◆ RECORDS FOR THE EXERCISE:

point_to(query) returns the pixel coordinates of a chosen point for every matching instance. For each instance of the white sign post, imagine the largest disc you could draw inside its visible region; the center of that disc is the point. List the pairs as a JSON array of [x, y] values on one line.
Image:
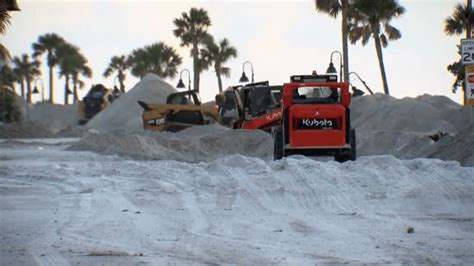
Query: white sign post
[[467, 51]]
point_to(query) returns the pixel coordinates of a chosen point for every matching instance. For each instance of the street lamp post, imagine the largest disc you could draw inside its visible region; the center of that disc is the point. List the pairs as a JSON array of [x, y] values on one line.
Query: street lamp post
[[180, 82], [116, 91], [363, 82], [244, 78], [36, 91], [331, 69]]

---

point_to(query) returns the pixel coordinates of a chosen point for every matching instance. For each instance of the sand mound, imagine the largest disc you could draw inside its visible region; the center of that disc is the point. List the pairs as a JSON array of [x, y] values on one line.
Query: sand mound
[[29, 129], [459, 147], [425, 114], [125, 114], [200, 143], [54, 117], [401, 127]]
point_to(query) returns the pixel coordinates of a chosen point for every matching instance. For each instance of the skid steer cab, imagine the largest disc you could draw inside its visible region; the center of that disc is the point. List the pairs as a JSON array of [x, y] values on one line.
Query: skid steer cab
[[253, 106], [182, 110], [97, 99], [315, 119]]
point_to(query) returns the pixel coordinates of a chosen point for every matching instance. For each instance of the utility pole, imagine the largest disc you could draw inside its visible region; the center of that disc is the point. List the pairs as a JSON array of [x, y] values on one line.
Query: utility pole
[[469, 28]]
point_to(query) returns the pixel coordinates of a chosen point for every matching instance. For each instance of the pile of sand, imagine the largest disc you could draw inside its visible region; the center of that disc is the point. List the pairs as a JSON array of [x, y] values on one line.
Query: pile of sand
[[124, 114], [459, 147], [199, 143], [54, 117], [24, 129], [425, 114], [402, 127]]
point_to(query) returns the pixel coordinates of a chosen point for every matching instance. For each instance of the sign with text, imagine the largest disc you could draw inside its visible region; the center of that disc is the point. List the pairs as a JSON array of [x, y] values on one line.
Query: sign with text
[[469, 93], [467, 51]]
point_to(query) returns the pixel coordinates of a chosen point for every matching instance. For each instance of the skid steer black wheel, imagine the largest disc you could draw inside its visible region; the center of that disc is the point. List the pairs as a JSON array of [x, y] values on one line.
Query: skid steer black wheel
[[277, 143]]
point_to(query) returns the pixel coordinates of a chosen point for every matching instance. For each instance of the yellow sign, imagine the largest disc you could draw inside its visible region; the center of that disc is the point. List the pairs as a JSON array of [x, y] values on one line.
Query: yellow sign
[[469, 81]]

◆ WHAT NEEDS TO BE DONE: Copy out, word for word, the lines from the one containing "of the yellow" through the one containing "[[469, 81]]", with both of those lines included.

◆ EXERCISE ANSWER:
point_to(query) returns the pixel coordinates of a chosen point for every matching instance. For each instance of the yellow sign, imagine the largest disc you could draw inside its visible region; the center of that disc is the point. List the pairs as a JSON array of [x, y] values on one line.
Query: yellow sign
[[469, 81]]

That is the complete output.